Benim canımı o kadar çok yaktılar ki, saymakla bitiremeyeceğim kadar çok; hastane acil servisleri, doktorları, hemşireleri, tedavi şekilleri, ambulans sistemi ve tabi ki Anayasa’da yazılı olan sağlık sistemi.

Sistemimizin dur durak bilmeyen bu sorunlu hali, önceden de aynıydı şimdi de aynı… Bir sorumsuzluk bir boş vermişlik var, sistemdeki bu bozukluk bakanlıktan başlıyor hastanelerde doktorlarda hemşirelerde hasta bakıcılarında bile var.


Aklıma geldiğince yaşamış olduğum cinayet denilebilecek durumları kronolojik olarak sıralamak isterim.



-        1996 yılında Surp Pırgiç Ermeni hastanesi acil servis doktoru beyin kanaması geçirdiğimi anlamadığı için, beni altı saat sedye üzerinde bekletti ve tekerlekli sandalyede yaşamımı sürdürmeme neden oldu.

────────────────

# İstenen 1
Sağlık sistemini eleştiren metindeki "Aklıma geldiğince yaşamış olduğum cinayet denilebilecek durumları kronolojik olarak sıralamak isterim." cümlesini İngilizceye çevirin.
# İstenen 2
Sağlık sistemindeki aksaklıkları anlatan metni son cümlesinin ardından alıp sürdürün.

────────────────

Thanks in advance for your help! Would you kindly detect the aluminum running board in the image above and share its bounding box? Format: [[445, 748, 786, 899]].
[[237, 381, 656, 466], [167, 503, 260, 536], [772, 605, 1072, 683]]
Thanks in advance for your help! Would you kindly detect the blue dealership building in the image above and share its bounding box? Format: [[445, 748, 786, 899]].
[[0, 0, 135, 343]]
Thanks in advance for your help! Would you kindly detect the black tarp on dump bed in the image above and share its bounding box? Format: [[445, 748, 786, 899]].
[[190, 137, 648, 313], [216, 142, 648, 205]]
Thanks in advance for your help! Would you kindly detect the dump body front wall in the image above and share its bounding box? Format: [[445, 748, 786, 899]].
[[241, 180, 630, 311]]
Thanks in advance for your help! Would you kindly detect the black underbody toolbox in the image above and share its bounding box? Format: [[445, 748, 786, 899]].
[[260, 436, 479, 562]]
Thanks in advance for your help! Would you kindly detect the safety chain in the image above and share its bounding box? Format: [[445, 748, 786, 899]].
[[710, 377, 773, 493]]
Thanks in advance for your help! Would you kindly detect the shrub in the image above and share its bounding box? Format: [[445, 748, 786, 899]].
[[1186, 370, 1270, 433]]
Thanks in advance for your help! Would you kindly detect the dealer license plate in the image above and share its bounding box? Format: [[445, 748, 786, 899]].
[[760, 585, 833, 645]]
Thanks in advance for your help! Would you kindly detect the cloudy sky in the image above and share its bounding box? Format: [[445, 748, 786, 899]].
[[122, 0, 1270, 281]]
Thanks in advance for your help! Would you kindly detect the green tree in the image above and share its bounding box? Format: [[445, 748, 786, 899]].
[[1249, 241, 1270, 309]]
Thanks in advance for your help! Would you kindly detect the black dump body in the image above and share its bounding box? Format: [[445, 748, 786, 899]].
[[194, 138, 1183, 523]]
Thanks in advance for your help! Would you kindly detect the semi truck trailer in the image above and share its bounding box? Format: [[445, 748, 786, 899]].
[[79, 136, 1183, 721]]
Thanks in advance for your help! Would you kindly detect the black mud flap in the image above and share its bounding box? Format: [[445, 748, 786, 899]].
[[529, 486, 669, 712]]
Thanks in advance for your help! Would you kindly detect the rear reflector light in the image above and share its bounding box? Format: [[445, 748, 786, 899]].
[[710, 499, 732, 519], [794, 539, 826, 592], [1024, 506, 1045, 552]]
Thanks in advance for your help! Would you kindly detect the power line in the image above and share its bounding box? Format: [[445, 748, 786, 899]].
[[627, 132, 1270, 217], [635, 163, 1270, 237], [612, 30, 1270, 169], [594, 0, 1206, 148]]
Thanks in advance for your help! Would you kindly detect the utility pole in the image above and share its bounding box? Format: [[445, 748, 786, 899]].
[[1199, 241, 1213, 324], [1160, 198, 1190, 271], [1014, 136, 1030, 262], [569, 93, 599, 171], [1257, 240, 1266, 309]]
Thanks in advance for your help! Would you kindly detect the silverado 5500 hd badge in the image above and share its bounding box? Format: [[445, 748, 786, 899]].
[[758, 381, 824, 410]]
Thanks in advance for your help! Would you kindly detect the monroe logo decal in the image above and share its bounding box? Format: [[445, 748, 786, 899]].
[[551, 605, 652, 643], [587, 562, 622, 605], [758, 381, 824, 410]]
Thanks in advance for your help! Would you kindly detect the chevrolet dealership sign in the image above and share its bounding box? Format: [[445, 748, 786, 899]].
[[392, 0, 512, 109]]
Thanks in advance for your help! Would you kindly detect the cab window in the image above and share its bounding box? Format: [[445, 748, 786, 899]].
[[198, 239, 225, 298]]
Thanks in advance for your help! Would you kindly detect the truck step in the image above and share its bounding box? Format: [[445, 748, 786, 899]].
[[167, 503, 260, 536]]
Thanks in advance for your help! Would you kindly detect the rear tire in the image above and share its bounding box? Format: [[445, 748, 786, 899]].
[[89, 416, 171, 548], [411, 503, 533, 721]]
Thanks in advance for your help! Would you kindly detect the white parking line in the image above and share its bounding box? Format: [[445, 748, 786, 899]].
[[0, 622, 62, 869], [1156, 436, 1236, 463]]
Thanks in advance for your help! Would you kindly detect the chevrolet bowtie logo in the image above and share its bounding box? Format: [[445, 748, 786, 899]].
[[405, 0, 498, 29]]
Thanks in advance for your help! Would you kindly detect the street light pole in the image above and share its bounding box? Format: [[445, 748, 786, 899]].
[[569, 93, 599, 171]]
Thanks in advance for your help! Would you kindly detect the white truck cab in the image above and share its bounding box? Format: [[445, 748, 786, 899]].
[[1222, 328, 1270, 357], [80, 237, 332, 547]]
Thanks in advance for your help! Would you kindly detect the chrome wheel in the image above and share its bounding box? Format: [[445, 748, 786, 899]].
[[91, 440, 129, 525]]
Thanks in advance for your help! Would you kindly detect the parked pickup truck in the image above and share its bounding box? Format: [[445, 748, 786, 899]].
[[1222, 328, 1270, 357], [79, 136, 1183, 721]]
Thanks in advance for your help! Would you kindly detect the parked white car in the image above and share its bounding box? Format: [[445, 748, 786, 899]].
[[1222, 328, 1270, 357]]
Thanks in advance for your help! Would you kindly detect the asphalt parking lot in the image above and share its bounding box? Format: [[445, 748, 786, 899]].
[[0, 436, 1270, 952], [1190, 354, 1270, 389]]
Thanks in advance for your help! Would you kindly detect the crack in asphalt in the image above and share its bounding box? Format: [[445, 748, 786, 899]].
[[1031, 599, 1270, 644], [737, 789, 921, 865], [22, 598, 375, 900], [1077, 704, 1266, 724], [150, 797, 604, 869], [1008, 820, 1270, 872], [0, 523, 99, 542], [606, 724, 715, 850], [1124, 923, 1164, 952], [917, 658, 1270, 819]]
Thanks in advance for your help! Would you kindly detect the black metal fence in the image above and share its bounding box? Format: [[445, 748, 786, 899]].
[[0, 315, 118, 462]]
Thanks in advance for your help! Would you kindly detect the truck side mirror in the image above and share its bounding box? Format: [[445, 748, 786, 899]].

────────────────

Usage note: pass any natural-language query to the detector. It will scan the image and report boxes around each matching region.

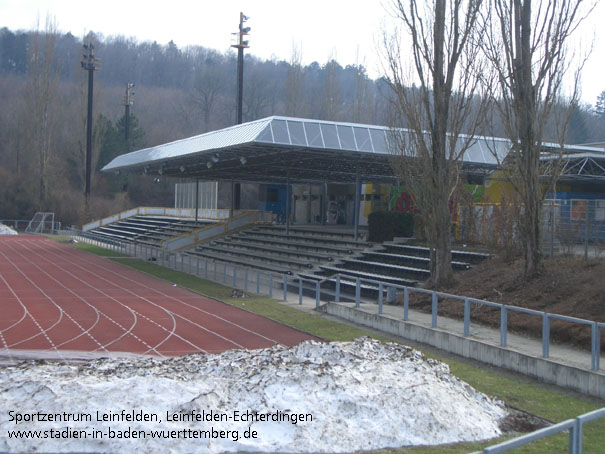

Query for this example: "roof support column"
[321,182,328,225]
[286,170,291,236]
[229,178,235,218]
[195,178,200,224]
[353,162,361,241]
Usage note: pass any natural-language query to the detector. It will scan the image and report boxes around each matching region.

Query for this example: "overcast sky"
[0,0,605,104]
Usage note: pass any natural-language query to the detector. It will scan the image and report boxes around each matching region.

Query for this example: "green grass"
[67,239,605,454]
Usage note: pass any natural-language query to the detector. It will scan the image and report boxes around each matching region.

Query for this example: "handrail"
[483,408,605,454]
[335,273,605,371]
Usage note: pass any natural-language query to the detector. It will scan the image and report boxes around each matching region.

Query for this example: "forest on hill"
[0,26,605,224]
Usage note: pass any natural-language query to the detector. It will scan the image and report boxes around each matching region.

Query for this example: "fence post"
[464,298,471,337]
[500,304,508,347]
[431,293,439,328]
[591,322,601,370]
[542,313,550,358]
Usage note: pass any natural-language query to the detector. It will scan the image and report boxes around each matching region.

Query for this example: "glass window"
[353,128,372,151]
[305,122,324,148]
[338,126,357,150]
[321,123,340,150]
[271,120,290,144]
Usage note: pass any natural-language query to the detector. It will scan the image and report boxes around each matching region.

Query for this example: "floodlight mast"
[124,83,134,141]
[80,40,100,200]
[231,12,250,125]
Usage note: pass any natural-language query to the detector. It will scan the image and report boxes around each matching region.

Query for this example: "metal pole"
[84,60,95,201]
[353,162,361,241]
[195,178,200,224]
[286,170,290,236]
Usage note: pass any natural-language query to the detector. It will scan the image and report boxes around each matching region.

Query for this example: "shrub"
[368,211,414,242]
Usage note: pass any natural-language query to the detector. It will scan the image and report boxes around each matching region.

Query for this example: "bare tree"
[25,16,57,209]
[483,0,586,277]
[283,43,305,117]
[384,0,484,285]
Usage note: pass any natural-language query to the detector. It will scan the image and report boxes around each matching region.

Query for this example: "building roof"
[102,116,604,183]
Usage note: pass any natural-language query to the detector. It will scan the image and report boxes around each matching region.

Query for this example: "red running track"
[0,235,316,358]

────────────────

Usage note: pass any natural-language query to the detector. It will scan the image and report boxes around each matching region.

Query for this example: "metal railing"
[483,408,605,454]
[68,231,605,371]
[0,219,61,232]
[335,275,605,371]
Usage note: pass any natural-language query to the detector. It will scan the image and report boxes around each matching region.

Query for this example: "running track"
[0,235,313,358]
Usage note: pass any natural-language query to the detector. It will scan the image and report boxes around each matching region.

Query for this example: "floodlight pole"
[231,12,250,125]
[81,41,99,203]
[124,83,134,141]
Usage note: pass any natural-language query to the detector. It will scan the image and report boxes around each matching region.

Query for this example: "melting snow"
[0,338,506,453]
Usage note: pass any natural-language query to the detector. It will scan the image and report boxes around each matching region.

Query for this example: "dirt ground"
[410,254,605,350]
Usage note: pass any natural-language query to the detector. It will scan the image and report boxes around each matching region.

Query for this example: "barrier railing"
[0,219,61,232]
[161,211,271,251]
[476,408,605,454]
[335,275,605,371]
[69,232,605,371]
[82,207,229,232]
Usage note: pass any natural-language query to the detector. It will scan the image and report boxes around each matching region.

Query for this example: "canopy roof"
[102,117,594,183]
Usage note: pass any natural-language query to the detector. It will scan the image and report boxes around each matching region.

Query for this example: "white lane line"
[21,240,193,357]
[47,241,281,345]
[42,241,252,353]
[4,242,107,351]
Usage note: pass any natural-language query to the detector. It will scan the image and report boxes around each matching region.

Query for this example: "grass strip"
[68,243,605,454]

────────────────

# Alıştırma çıktısı 1
As far as I can recall, I would like to list in chronological order the situations I have lived through that could be called murder.

# Alıştırma çıktısı 2
-         Aynı doktor beni başından savmak için “başka hastaneye gidin” demiş, başka hastaneye giderken de beni ambulansla değil de bir otomobilin arka koltuğunda oturur pozisyonda gitmeme göz yummuş. Başka hastaneye giderken ben istiğfar edip kendimden geçmişim, oturur pozisyonda olduğum için kusmuğum ciğerlerime geri gitmiş ve enfeksiyona neden olmuş.




-         1996 yılında Amerikan hastanesinde yoğun bakımda tedavim sırasında bir hemşire sağ kol dirseğime bilinçsizce egzersiz uygulaması yaparak sağ kol dirseğimde geri dönüşü olmayan bir hasara neden oldu.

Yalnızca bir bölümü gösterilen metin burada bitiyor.